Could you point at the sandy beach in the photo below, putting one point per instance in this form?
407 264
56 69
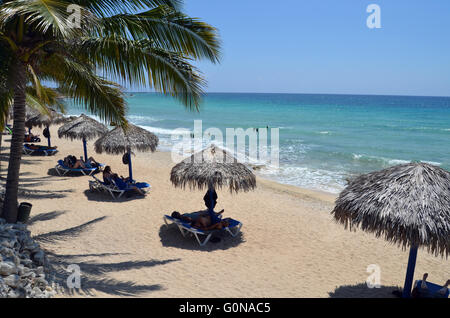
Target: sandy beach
290 245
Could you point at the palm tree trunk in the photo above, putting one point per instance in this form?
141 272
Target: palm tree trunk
18 133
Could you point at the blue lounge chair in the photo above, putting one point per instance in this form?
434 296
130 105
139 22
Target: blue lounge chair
117 189
62 169
42 150
431 291
233 229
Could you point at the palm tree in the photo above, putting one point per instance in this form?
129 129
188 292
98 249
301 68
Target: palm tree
147 43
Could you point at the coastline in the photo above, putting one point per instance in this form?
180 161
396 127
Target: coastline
290 245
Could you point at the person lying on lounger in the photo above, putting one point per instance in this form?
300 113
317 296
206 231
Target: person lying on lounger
422 291
201 220
113 178
37 147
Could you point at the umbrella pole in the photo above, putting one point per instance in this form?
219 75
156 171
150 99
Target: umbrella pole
130 169
410 272
85 150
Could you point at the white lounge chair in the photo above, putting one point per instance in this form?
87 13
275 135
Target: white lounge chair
186 228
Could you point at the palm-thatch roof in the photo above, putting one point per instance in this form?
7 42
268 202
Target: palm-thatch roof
45 119
119 140
83 127
213 167
408 204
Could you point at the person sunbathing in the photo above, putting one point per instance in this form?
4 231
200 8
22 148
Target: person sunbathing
92 163
200 220
74 163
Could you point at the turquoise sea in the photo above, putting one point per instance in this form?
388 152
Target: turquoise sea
323 139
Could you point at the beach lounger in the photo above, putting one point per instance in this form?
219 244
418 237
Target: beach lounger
432 291
43 150
115 190
233 229
62 169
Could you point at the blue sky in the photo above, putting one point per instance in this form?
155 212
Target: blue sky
295 46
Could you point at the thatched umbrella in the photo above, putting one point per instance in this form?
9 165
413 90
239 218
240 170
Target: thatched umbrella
212 168
39 120
120 141
84 128
407 204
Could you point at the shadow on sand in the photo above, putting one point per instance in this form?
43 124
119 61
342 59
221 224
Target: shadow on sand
93 275
171 237
362 291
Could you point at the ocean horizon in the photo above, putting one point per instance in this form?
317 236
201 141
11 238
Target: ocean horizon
324 139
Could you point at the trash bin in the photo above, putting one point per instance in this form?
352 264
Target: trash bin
24 212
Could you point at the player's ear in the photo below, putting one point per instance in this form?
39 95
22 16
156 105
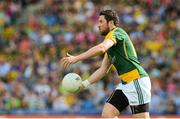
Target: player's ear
110 23
67 54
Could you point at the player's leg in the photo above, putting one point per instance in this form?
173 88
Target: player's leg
115 104
140 111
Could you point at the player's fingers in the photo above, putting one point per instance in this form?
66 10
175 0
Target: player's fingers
68 55
67 65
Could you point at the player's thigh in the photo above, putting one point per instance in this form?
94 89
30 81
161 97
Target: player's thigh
144 115
140 111
116 103
109 111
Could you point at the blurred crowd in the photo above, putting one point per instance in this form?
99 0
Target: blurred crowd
36 34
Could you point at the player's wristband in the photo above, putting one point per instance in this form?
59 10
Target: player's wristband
86 83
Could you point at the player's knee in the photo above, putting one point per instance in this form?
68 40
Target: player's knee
109 114
106 114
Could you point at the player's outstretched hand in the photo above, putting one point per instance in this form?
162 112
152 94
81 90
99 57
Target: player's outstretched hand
81 87
69 59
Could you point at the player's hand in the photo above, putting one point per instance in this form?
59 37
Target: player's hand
69 59
81 87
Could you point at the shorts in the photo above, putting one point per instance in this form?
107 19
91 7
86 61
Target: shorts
135 93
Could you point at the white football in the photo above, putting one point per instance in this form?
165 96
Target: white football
71 82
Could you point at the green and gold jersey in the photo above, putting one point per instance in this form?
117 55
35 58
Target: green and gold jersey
123 56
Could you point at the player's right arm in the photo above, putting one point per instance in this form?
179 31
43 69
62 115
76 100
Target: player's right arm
99 73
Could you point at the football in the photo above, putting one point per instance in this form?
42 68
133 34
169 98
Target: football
71 82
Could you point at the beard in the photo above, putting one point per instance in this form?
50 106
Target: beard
105 32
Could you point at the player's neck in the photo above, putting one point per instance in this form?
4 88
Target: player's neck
113 27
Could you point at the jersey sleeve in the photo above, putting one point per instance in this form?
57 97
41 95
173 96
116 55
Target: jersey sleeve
110 36
118 35
114 35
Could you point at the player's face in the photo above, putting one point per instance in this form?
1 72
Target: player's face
103 25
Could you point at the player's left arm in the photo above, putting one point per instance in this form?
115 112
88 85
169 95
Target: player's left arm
94 51
98 74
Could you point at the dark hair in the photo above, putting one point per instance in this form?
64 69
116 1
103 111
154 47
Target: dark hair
109 15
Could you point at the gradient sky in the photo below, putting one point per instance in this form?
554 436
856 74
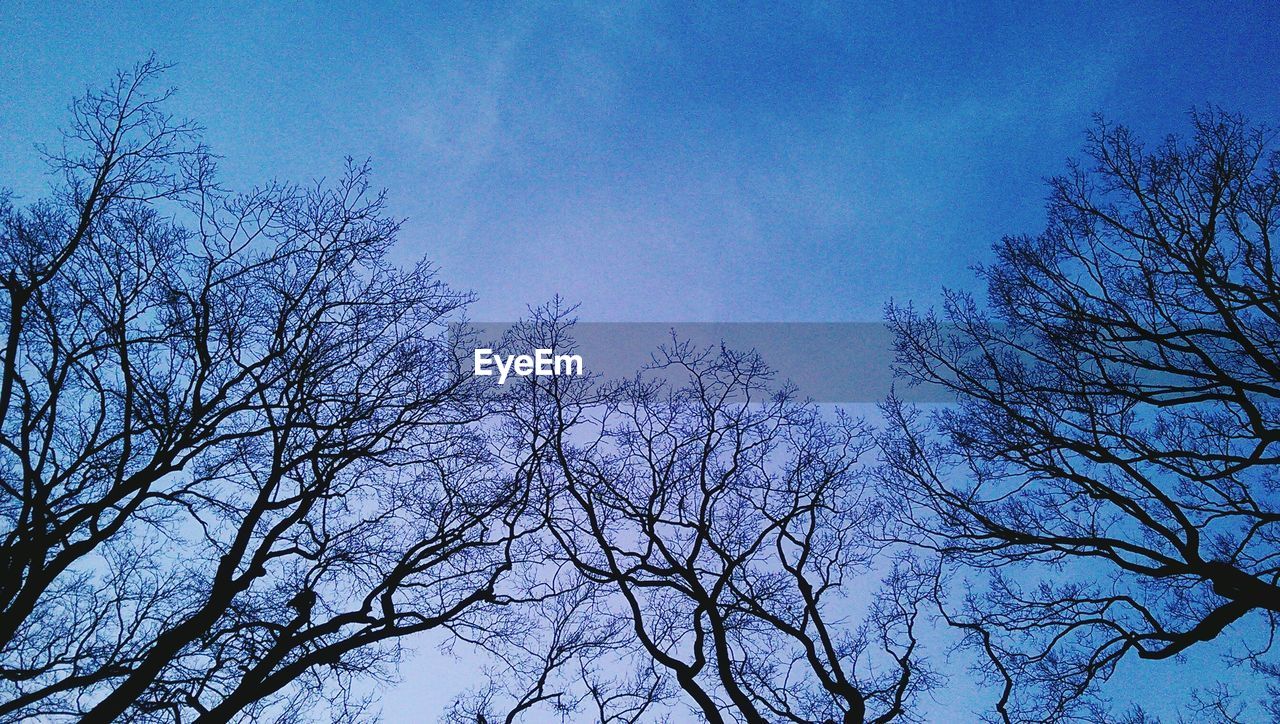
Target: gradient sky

Goal of the exercise
Without including any image, reproduce the full listing above as written.

Your response
Could you point at the sandy beach in the photo below, putting one point per instance in this form?
407 264
56 69
Target: sandy beach
290 245
Could you point at the palm tree trunk in the photo above, putting one point per instance in this form?
141 272
Target: palm tree trunk
18 133
Could you point at the blue lounge chair in the photo above, putting one point per instance in this form?
434 296
130 105
139 22
Target: blue lounge chair
117 189
62 169
42 150
431 291
233 229
Could you point at the palm tree in the photo above, putting one point per instance in this form?
129 129
188 292
98 249
301 68
Target: palm tree
147 43
Could you point at the coastline in the photo above, putting one point per instance in this form?
180 161
396 127
Target: coastline
290 245
Could you point at the person lying on lounger in the photo above, putting one point per instance in this form?
300 113
317 296
206 231
Target: person lying on lounger
422 291
201 220
113 178
37 147
Could you point at the umbrella pole in the photo above, putting one point per instance in this form?
219 75
156 171
150 99
Target: umbrella pole
130 169
410 272
85 150
Could you point at the white lounge chair in the photo above, putting one point per instance in this form?
87 13
275 135
Target: white lounge chair
186 228
Could you point at the palm-thatch roof in the photo above, putting one point per instance in this form?
7 42
268 202
Target: palm-thatch roof
45 119
119 140
83 127
213 167
408 204
Could you point at the person sunbathing in the photo above, putting one point per instance in this form?
4 231
200 8
22 148
Target: person sunbathing
92 163
200 220
74 163
Could you point at the turquoise sea in the photo above, putting one point per instance in this form?
388 152
Target: turquoise sea
323 139
Could you point at the beach lounger in the photo above, putting one point per instance in this form?
219 244
418 237
Target: beach lounger
432 291
43 150
115 190
233 229
62 169
Could you point at the blue sky in the photo above, putting one point per instance in this form?
155 212
Target: blue sky
295 46
Could you point at the thatched umbrella in the photo above, putting one point per instance in this form?
9 165
413 90
239 218
240 170
Target: thatched umbrella
212 168
39 120
120 141
84 128
407 204
Could you point at the shadow on sand in the photo above, putting one point per instance in this form?
43 124
119 61
342 59
221 224
Target: shadow on sand
93 275
171 237
362 291
Could you point at the ocean horizon in the photo above, putting one point per instance in this form?
317 236
201 141
11 238
Target: ocean horizon
324 139
Could you point at the trash bin in the photo above, putting one point per instance in this form?
352 264
Target: trash bin
24 212
Could you point at the player's ear in the photo below, putting one point per instance in this form?
39 95
22 16
156 105
Target: player's ear
110 23
67 54
Could you point at the player's leg in the photo above, putting one point per instance in this form?
173 88
Target: player's leg
115 104
140 111
Could you point at the player's fingers in the photo above, putting one point per instance in this form?
66 10
175 0
Target: player's fingers
68 55
67 65
Could you point at the player's thigh in the photo above, putting one point per instance in this form?
94 89
30 81
161 97
Target: player's thigh
144 115
140 111
116 103
109 111
Could you point at the blurred crowd in the photo above, putting one point per instance in this form?
99 0
Target: blurred crowd
36 34
Could you point at the player's wristband in the photo above, putting one point per instance in this form?
59 10
Target: player's wristband
86 83
Could you point at the player's knee in the photo above, putting one point per instance in this form?
68 40
Target: player's knee
109 114
106 114
Could you point at the player's outstretched hand in the photo above, putting one point per instance in this form?
162 112
152 94
81 90
99 57
Target: player's outstretched hand
81 87
69 59
Could you point at the player's hand in the photo above, putting one point per instance in this form?
59 37
Target: player's hand
69 59
81 87
Could you point at the shorts in the photo above, putting one point per instance in this form?
107 19
91 7
86 61
Target: shorts
135 93
Could you point at the white football in the photo above, putting one point per instance in this form?
165 96
Target: white football
71 82
Could you point at the green and gold jersey in the photo above, putting one point per instance in this form?
117 55
35 58
Target: green and gold jersey
123 56
Could you point at the player's right arm in the photo above, putting one point per instance in this form?
179 31
43 69
62 115
76 100
Target: player's right arm
99 73
Could you point at the football in the photo above, putting one point per instance in this form?
42 68
133 34
169 98
Target: football
71 82
Could you point at the beard in the photo above, putting one point per instance in this form?
50 106
Target: beard
105 32
Could you point at the player's neck in the photo above, putting one point per instance in this form?
4 88
Target: player's neck
113 27
Could you point at the jersey sleeve in the photo above, putting one point per instance in this form?
57 97
41 95
173 96
116 55
Target: jersey sleeve
110 36
118 35
114 35
Could you point at the player's face in the photo above, putting one point per instance in this form?
1 72
Target: player's face
103 25
Could you point at the player's left arm in the photo above, putting one point per instance in this form?
115 112
88 85
169 95
Target: player's left arm
94 51
98 74
Could you point at the dark hair in the photo above, putting one point per instance in this form?
64 69
116 1
103 111
154 47
Target: dark hair
109 15
Could you point at the gradient sky in the photo below, putting one point per instance in this form?
554 436
856 74
Target: gradient sky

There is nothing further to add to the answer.